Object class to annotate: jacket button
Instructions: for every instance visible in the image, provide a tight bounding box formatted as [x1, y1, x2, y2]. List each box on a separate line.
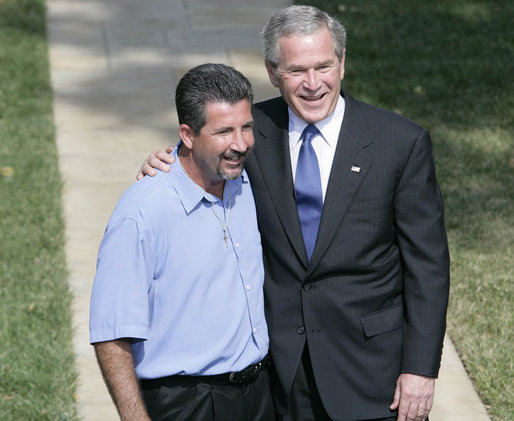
[297, 326, 305, 335]
[303, 283, 311, 291]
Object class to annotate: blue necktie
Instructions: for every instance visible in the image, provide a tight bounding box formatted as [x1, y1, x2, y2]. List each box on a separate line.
[295, 124, 323, 260]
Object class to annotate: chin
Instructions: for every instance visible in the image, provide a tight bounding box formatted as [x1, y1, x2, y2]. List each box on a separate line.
[220, 167, 243, 181]
[296, 107, 330, 123]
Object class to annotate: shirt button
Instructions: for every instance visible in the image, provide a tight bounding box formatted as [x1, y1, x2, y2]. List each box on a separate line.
[246, 284, 251, 290]
[297, 326, 305, 335]
[235, 242, 240, 248]
[253, 328, 257, 333]
[303, 283, 311, 291]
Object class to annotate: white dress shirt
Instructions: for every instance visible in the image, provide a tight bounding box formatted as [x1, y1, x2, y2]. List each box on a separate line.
[288, 95, 345, 201]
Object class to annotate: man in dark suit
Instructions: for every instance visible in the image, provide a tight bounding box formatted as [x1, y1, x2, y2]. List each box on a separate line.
────────
Without the pictures, write out the lines from the beginning of the entries through the line with "Object class to annotate: shirt button".

Object class to annotate: jacket button
Instructions: for every instance visible in the image, provide a tight bounding box formatted as [x1, y1, x2, y2]. List each box on a separate line.
[297, 326, 305, 335]
[303, 283, 311, 291]
Object class to annotate: blue necktie
Instructions: for every instance visible in the image, provide a tight bounding box formatted as [x1, y1, x2, y2]. List each box on a separate line.
[295, 124, 323, 260]
Object class to annotate: chin
Instructions: for every instance visible in the image, provide a tight bounding box formatted as [x1, y1, x2, y2]. List each box on a separate line.
[220, 167, 243, 181]
[296, 107, 330, 123]
Object class to annotate: shirt button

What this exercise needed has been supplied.